### Source
Tuesday, June 5, 2012

Pulling the Horse Trailer



I think I almost hit the horse trailer coming into the driveway. I couldn’t be sure. I couldn’t see. It was dark. But it looked pretty close. It looked so close, in fact, that I cringed while waiting for the resulting scrape of wood post on metal. Luckily my entrance was of the soundless variety except for the slow crunch of tires on gravel and the horses whinnying to each other—You’re back! Hi! Welcome back! But it scared me.

I only thought I had to be scared going out. I exit out of the driveway onto the side road. Even though I got out the loppers before we left and cut off all the bushes that I could, widening the driveway by about a foot, it’s still pretty narrow and the street you turn on to, which I could do nothing about as far as widening, is just as bad. If I miscalculate, I’m in trouble. If I don’t turn wide enough, I’ll hit the hip of the trailer. If I turn too wide, I’ll go into the ditch. And I don’t know how to back up. It’s the reason why when the weather was iffy last month and we were supposed to go to a 4-H meeting on horseback (hence, requiring the trailer), I said, “I’m not going in this rain. I think I saw lightning. Yes, I definitely saw lightning!”

“It’s not even raining,” Kelly said, holding her hand up to the dry air. “And that was the neighbor’s headlights.”

You can’t pull the wool over her eyes. So I bribed her with the mall and then I distracted her by promising to take her to the tattoo parlor to get her cartilage pierced right after school on Monday. Hey, it’s not like I offered her a big sprawling tattoo of a skull-and-crossbones. Plus we were completely out of Victoria’s Secret underwear and Cinnabons.

### Given data
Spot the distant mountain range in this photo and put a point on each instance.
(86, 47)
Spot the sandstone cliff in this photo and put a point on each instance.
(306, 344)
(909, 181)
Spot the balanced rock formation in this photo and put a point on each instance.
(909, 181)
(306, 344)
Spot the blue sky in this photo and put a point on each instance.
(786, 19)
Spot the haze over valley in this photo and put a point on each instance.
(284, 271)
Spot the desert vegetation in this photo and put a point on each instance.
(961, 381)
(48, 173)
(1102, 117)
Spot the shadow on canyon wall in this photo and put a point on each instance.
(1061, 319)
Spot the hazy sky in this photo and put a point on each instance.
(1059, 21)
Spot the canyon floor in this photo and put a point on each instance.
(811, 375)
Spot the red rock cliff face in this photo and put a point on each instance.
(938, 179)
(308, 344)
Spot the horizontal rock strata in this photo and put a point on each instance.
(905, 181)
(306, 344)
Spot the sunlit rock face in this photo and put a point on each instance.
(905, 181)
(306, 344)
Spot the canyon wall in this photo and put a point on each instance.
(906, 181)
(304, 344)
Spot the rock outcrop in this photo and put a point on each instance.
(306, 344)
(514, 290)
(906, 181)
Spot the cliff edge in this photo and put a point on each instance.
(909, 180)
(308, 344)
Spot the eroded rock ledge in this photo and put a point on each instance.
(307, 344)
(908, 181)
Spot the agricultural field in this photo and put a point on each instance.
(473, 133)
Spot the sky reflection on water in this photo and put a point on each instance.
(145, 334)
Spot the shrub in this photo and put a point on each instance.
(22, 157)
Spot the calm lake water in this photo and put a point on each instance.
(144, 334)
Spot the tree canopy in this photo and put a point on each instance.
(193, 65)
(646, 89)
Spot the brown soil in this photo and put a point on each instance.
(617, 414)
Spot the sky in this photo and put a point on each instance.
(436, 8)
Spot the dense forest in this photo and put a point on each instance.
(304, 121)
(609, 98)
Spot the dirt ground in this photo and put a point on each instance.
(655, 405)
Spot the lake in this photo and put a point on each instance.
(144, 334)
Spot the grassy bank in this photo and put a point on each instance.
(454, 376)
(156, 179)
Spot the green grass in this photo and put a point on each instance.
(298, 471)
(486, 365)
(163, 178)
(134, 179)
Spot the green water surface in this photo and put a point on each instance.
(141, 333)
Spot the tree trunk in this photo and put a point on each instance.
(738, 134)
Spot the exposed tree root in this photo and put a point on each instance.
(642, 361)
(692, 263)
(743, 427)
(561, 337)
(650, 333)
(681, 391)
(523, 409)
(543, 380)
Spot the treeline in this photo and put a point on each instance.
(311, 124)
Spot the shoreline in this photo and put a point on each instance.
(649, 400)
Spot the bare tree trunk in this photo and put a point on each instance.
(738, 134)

### Tasks for this exercise
[1] In the post about pulling the horse trailer, what does Kelly say the supposed lightning really was?
[2] Write the next part of the post about pulling the horse trailer, starting after its last sentence.

### Answers by task
[1] The neighbor's headlights.

[2]
The truth is, after twelve years, including trips back and forth from New Jersey to Oklahoma and Oklahoma to Virginia and then to New Jersey again, numerous times, I’m still no good with the horse trailer. It’s the backing. It’s tricky backing up a horse trailer. When you want the trailer to go left, you have to turn the steering wheel right. When you want it to go right, you turn the steering wheel left. It goes against everything I was taught. Point the nose and the back end will follow. I know, I know about the trick where you grip the steering wheel on the bottom, so that when you want to go right, your hand is actually moving to the right. But then I get even more balled up, as my mother would say. Top, bottom, left, right—where am I supposed to put my hand?! Wait, wait, I can’t think!

Throw the video screen in there that’s in the new dually, and I don’t even know where I should look. At the screen? Over my shoulder? In the side mirrors? But which side mirror? The left one or the right one, the whole mirror or that little miniature mirror that’s built into the whole mirror? Do I look ahead or should I just stop and get out and survey the situation before I go one more inch? My head is whipping all over the place like Linda Blair’s head on The Exorcist, my hand is going all over the place like the steering wheel is too hot to hold and the horse trailer is going all over the place—veering to the left, jackknifing to the right—and somehow I am getting more and more off course. Pretty soon, if this keeps up, I will have to call Kurt.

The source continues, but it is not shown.